**Exercise description:** Can you reproduce every one of the records below, line for line, with no changes?

**Data shown:**
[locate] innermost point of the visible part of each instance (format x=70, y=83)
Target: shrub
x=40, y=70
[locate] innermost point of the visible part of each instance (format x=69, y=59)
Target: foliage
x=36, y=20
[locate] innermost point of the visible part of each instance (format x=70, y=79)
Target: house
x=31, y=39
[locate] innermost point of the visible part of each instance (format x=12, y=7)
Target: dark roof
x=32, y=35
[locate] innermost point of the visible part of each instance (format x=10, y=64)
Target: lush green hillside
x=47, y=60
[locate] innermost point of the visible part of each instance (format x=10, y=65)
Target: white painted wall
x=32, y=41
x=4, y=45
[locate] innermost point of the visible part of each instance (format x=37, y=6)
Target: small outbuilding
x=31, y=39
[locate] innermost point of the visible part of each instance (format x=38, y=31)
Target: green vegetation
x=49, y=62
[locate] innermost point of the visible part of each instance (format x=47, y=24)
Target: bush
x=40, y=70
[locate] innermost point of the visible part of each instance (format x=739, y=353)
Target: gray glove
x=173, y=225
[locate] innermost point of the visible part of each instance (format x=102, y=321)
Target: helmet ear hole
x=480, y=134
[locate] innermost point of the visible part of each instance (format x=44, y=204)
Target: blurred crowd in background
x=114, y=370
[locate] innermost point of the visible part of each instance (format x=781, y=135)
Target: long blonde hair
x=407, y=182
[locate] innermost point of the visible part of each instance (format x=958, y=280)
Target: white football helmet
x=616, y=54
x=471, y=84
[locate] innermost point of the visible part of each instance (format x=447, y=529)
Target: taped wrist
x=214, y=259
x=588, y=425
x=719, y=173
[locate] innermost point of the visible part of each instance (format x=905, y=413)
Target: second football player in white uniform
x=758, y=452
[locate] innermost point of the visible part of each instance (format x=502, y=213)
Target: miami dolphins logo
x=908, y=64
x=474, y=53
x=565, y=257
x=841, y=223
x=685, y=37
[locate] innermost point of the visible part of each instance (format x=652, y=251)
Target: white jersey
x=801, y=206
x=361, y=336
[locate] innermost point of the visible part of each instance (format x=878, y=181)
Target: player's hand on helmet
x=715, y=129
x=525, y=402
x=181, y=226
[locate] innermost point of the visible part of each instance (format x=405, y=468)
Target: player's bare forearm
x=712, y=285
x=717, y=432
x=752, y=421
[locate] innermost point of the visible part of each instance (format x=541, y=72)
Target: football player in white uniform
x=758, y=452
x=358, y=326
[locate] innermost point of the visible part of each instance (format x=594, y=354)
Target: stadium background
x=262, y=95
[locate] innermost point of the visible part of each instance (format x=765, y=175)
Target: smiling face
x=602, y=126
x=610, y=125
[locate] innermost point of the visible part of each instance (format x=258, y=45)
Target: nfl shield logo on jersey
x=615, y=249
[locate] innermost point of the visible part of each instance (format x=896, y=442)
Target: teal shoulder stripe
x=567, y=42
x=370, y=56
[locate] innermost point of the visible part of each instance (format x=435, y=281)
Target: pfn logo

**Output of the task:**
[locate] innermost point of the visible part of each instance (format x=70, y=83)
Target: shrub
x=40, y=70
[locate] innermost point of the visible part of each instance (format x=69, y=59)
Target: foliage
x=36, y=20
[locate] innermost point of the visible part of each instance (format x=70, y=79)
Target: house
x=31, y=39
[locate] innermost point of the visible part of each instance (format x=12, y=7)
Target: dark roof
x=32, y=35
[locate] innermost point of the visible part of each instance (format x=10, y=64)
Target: lush green hillside
x=47, y=60
[locate] innermost point of the visible part of each instance (format x=10, y=65)
Target: white painted wall
x=32, y=41
x=4, y=45
[locate] innermost point of the visible part of each instance (format x=37, y=6)
Target: small outbuilding
x=31, y=39
[locate] innermost point of the visible part of each instance (format x=38, y=31)
Target: green vegetation
x=49, y=62
[locate] innermost point of the visible part of each instance (format x=47, y=24)
Target: bush
x=40, y=70
[locate] innermost point of the visible part of each instance (format x=739, y=353)
Target: gray glove
x=173, y=225
[locate] innermost point of the visible part of each instance (format x=102, y=321)
Target: helmet ear hole
x=480, y=134
[locate] innermost point of the visible part of each instance (format x=44, y=204)
Target: blurred crowd in background
x=114, y=370
[locate] innermost point of the visible part of each instance (format x=781, y=135)
Target: long blonde hair
x=407, y=182
[locate] innermost point of the visible part of each instance (format x=958, y=280)
Target: white football helmet
x=616, y=54
x=471, y=84
[locate] innermost point of the visible part of each instance (format x=447, y=529)
Target: taped wrist
x=214, y=259
x=588, y=425
x=719, y=173
[locate] innermost point of the visible part of each instance (format x=905, y=413)
Target: second football player in white uniform
x=758, y=452
[locate] innermost point of the visible part of each instance (format x=502, y=213)
Target: miami dolphins logo
x=908, y=64
x=474, y=53
x=565, y=257
x=841, y=223
x=685, y=37
[locate] innermost point of the visible part of each instance (format x=652, y=251)
Target: white jersey
x=801, y=206
x=361, y=336
[locate] innermost point of the visible part of each instance (format x=878, y=181)
Target: player's hand on helmet
x=715, y=129
x=525, y=402
x=181, y=226
[locate] innermost point of the visible part of each instance (format x=405, y=468)
Target: player's bare forearm
x=712, y=285
x=717, y=432
x=752, y=421
[locate] innermost point of the visible part of each instance (format x=541, y=72)
Target: football player in white uniform
x=758, y=452
x=358, y=326
[locate] innermost point of the visible part of each instance (format x=594, y=354)
Target: stadium background
x=262, y=95
[locate] innermost point of the visible part of each instance (format x=765, y=175)
Target: smiling face
x=602, y=126
x=610, y=125
[locate] innermost point of the visible part of each instance (format x=258, y=45)
Target: nfl shield logo on jersey
x=615, y=249
[locate] innermost point of the visible part of each instance (format x=896, y=442)
Target: teal shoulder stripe
x=567, y=42
x=370, y=56
[locate] innermost point of the visible part of each instance (format x=435, y=281)
Target: pfn logo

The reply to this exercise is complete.